• _SOURCE DOCUMENT_
start
# What is your opinion of the City of Prague Philharmonic?



## Gordontrek

The City of Prague Philharmonic under Nic Raine has recorded an astounding amount of film music. Often they are the only orchestra to have re-recorded a classic soundtrack. If you have even a remote interest in film music chances are you've run across this group.
I own several of their albums, and listen to others frequently online. I have to say, though, that I find them to be the least impressive "mainstream" orchestra of any that I've heard. They have a shrill brass section which, along with their woodwinds, often has terrible intonation. This isn't to say that nothing they ever do is good- some of it actually isn't half bad- but generally, I find their performing standard to be quite disappointing. Here are some examples:









The first is plagued with poor intonation and laggy tempo, while the second is full of poor woodwind playing and only slightly-better brass playing. Their horns and high woodwinds especially are often the culprits.
Now check out the same pieces played by Erich Kunzel's Cincinnati Pops:









Not even close. In fact, every time I've compared these two orchestras (which are perhaps the two most prolific recorders of film music) on recordings of the same piece, the Cincinnati Pops just blows them out of the water every time. 
I have other examples of their lackluster playing, and other Cincinnati Pops recordings to compare if anyone wants them.

What's your opinion of the CPP? Personally, while I find their playing to be sub-standard compared to other orchestras, I'm willing to grin and bear it, because again, they're often the only modern orchestra to have re-recorded many classic film scores.


----------



## Antiquarian

I think they are o.k. I have their James Bond set, that has a lot of music difficult to find anywhere else, but my assessment is pretty close to your own. It's hard to beat that Telarc sound!
end
• _SET EXERCISE 1_
Answer these questions using the forum thread about the City of Prague Philharmonic:
(a) Who conducts the orchestra, according to the first post?
(b) Which orchestra does the first poster hold up as clearly better on the same pieces?
(c) Which of the orchestra's albums does the second poster own?
• _SET EXERCISE 2_
Continue the forum thread about the City of Prague Philharmonic after its last post.
The lines that come next are separate material and are not part of the forum thread.

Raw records
start
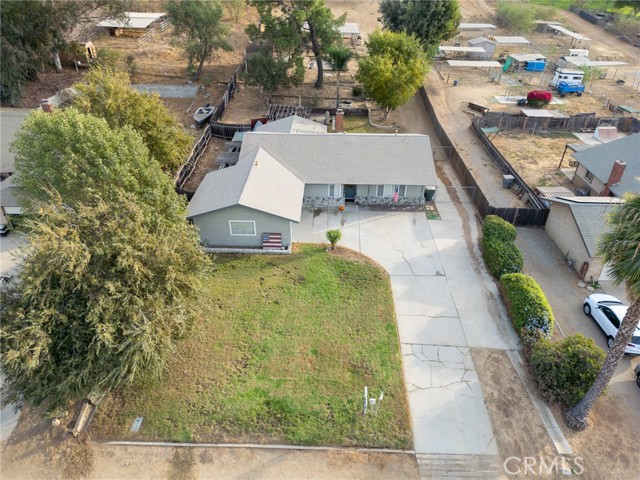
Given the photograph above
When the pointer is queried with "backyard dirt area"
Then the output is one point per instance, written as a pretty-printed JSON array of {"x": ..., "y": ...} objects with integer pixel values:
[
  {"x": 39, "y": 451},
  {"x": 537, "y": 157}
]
end
start
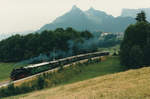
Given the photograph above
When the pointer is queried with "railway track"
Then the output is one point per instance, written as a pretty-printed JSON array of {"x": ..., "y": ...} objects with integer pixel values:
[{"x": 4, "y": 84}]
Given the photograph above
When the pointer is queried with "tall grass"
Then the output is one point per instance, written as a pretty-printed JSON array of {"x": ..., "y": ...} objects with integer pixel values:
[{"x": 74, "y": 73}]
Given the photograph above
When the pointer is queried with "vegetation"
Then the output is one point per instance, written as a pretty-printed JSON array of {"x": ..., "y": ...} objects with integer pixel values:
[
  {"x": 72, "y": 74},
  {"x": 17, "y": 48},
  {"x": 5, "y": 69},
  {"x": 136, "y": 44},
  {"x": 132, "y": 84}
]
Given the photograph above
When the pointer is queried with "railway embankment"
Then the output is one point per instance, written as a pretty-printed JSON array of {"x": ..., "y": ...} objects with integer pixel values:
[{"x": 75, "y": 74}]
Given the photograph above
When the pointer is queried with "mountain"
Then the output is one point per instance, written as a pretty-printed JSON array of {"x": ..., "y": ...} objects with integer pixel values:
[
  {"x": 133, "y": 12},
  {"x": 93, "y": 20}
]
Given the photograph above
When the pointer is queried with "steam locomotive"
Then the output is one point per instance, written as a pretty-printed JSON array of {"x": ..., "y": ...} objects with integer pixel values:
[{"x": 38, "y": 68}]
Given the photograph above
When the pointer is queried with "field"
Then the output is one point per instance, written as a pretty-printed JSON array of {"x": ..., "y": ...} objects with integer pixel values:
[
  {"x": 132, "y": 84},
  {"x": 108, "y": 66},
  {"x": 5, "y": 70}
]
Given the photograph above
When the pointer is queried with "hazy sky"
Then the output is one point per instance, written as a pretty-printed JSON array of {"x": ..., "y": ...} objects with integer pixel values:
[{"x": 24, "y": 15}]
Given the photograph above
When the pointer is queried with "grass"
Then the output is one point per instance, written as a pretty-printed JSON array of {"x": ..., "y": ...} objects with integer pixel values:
end
• _TASK RESPONSE 1_
(a) Nic Raine
(b) Erich Kunzel's Cincinnati Pops
(c) Their James Bond set

• _TASK RESPONSE 2_
----------



## geralmar

I don't want to be too harsh on the City of Prague Orchestra-- they have capably recorded some otherwise prohibitively expensive or impossible to find movie music-- so I will just say that as long as they aren't pressed too hard they are perfectly respectable. If a real test is wanted, however, I suggest comparing their recording of Henry Mancini's Lifeforce Theme ("Space and Beyond"/Silva Screen) with the Cincinnati Pops version ("Star Tracks II"/Telarc). The Prague orchestra sounds tentative against Cincinnati. However, both orchestras sound like mud compared to the razor-sharp playing of the London Symphony Orchestra in the original soundtrack recording (Varese-Sarabande). The London Symphony is a true movie soundtrack orchestra. The other two, besides being inferior orchestras, sound exactly like symphony orchestras trying to play movie music-- too "inhibited" and proper. (Interestingly, the next best recording after the London Symphony is the unnamed orchestra conducted by Richard Haymen in a Mancini collection on an old Naxos CD). All my own opinions, of course.

The London Symphony:


----------



## NjaP

At best, their okay. For me, anyway. There have been a number of recordings where I feel that they're not really feeling the energy of the piece, or they're making blatant mistakes when it comes to getting the rhythm of some parts right. I've never been a fan of the acoustic quality of the recordings either, because I feel like the orchestra sounds a little too 'fat'. If you can get their recordings cheaply, they're good to listen back to once a year or so. I do have their recording of Rozsa's "El Cid" and I'm very impressed with it so it's not all bad. But, generally I'm not too impressed.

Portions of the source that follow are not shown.